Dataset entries
^^^^^^^^
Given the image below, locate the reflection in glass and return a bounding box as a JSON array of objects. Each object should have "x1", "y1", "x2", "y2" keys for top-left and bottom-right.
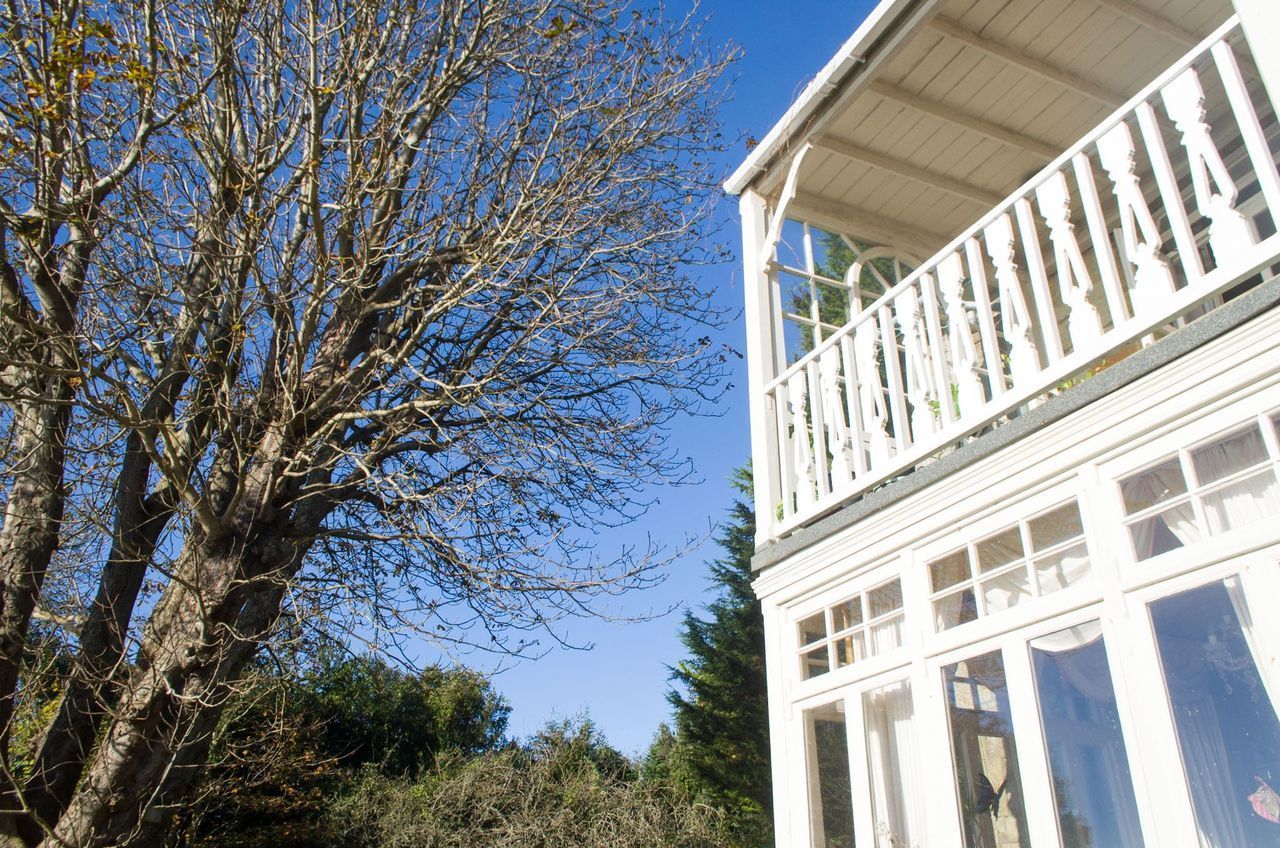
[
  {"x1": 980, "y1": 568, "x2": 1032, "y2": 613},
  {"x1": 864, "y1": 681, "x2": 920, "y2": 848},
  {"x1": 1202, "y1": 471, "x2": 1280, "y2": 535},
  {"x1": 805, "y1": 703, "x2": 856, "y2": 848},
  {"x1": 832, "y1": 599, "x2": 863, "y2": 633},
  {"x1": 1121, "y1": 459, "x2": 1188, "y2": 513},
  {"x1": 1030, "y1": 503, "x2": 1084, "y2": 550},
  {"x1": 1151, "y1": 579, "x2": 1280, "y2": 847},
  {"x1": 944, "y1": 651, "x2": 1030, "y2": 848},
  {"x1": 1191, "y1": 425, "x2": 1268, "y2": 484},
  {"x1": 1031, "y1": 622, "x2": 1145, "y2": 847},
  {"x1": 977, "y1": 528, "x2": 1024, "y2": 572},
  {"x1": 803, "y1": 646, "x2": 830, "y2": 680},
  {"x1": 1032, "y1": 544, "x2": 1092, "y2": 594}
]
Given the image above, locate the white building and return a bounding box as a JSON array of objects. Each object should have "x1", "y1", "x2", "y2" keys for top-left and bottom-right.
[{"x1": 728, "y1": 1, "x2": 1280, "y2": 846}]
^^^^^^^^
Would you copy the records word for word, without any of their pictures?

### Result of the task
Given the image below, locate the reflection in glass and return a bounding box as a JSON array of objects. Each object should have "x1", "y1", "x2", "y2" keys for top-left and bottom-right.
[
  {"x1": 980, "y1": 568, "x2": 1032, "y2": 613},
  {"x1": 864, "y1": 681, "x2": 920, "y2": 848},
  {"x1": 1202, "y1": 471, "x2": 1280, "y2": 535},
  {"x1": 805, "y1": 703, "x2": 856, "y2": 848},
  {"x1": 832, "y1": 599, "x2": 863, "y2": 633},
  {"x1": 1121, "y1": 459, "x2": 1188, "y2": 513},
  {"x1": 1030, "y1": 503, "x2": 1084, "y2": 550},
  {"x1": 1151, "y1": 579, "x2": 1280, "y2": 847},
  {"x1": 944, "y1": 651, "x2": 1030, "y2": 848},
  {"x1": 1191, "y1": 425, "x2": 1268, "y2": 484},
  {"x1": 1031, "y1": 622, "x2": 1145, "y2": 847},
  {"x1": 977, "y1": 528, "x2": 1024, "y2": 572},
  {"x1": 803, "y1": 646, "x2": 830, "y2": 680},
  {"x1": 1032, "y1": 544, "x2": 1092, "y2": 594}
]
Given the image above, locate the white building and return a bounding box as a JSON array of objects. Each object should have "x1", "y1", "x2", "y2" keys for top-left and bottom-right.
[{"x1": 728, "y1": 1, "x2": 1280, "y2": 846}]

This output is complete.